===== Excerpt =====

Promoting Informed Decision-Making by Survivors

Promoting Informed Decision-Making by Survivors

Evaluating Information

Health information can be extremely useful, and can empower people to make important health decisions, but it can also be confusing.

Survivors seek out information for many reasons: To understand how their therapy works, fight fatigue, avoid infections, and overcome other side effects of treatment. Survivors should consider their primary motivations in seeking out choices that are driven by the cancer experience. Just because a particular action has been suggested in a written source or otherwise recommended does not mean that it is a good choice for the individual survivor.

Survivors must assess their sources of information and consider whether they are reasonable in view of their own lifestyles and objectives.

It is important to recognize that the search for information can be confusing, even when credible sources of information are found. At times, even reputable sources of information provide conflicting information.

Such differences of opinion arise when there is no solid evidence regarding the best way to treat a particular condition. In these cases, survivors should consult with a number of different health care providers to decide their best course of treatment.

They should especially seek out information to help formulate decisions on the use of supplements or complementary and alternative therapies, then communicate any such decisions with members of the health care team. This is important so that the team can be aware of any potential interactions that may interfere with treatment.

Survivor-Provider Communication

Many cancer survivors are reluctant or unable to describe their feelings and concerns about their experience with family members, friends, and their health care providers. This difficulty often stems from not being able to articulate such a complex experience with words.

Health care providers are also confronted with information that can be confusing. Because there are so many unanswered questions and because the science of nutrition in cancer survivors is so limited, health care providers can sometimes appear to be impatient with questions. This can cause cancer survivors either to avoid addressing their nutritional concerns with their providers, or to seek answers only from sources of questionable credibility.

=====

* _Your goal_
Do these statements agree with the text on informed decision-making by survivors: (a) even reputable sources can give conflicting information, (b) survivors should keep decisions about supplements to themselves, (c) the science of nutrition in cancer survivors is extensive? For each, answer yes or no and quote the words of the text that decide it. The entries after this point are separate material unrelated to the text on informed decision-making by survivors.

===== Extracted information =====

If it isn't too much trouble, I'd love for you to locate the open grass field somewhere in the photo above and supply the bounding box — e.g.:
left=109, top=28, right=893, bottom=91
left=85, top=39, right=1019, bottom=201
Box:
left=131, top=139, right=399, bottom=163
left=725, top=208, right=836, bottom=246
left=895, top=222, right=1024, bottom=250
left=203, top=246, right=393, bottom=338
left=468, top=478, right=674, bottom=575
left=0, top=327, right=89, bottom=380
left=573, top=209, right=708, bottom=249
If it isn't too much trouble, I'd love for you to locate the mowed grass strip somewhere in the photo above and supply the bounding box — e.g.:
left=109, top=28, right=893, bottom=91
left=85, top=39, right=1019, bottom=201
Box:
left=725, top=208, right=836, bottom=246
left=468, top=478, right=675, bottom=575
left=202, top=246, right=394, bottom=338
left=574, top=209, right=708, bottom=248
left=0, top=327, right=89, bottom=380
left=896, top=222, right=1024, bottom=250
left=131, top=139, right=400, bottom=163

=====

* _Output_
(a) Yes: "At times, even reputable sources of information provide conflicting information."
(b) No: "then communicate any such decisions with members of the health care team."
(c) No: "because the science of nutrition in cancer survivors is so limited"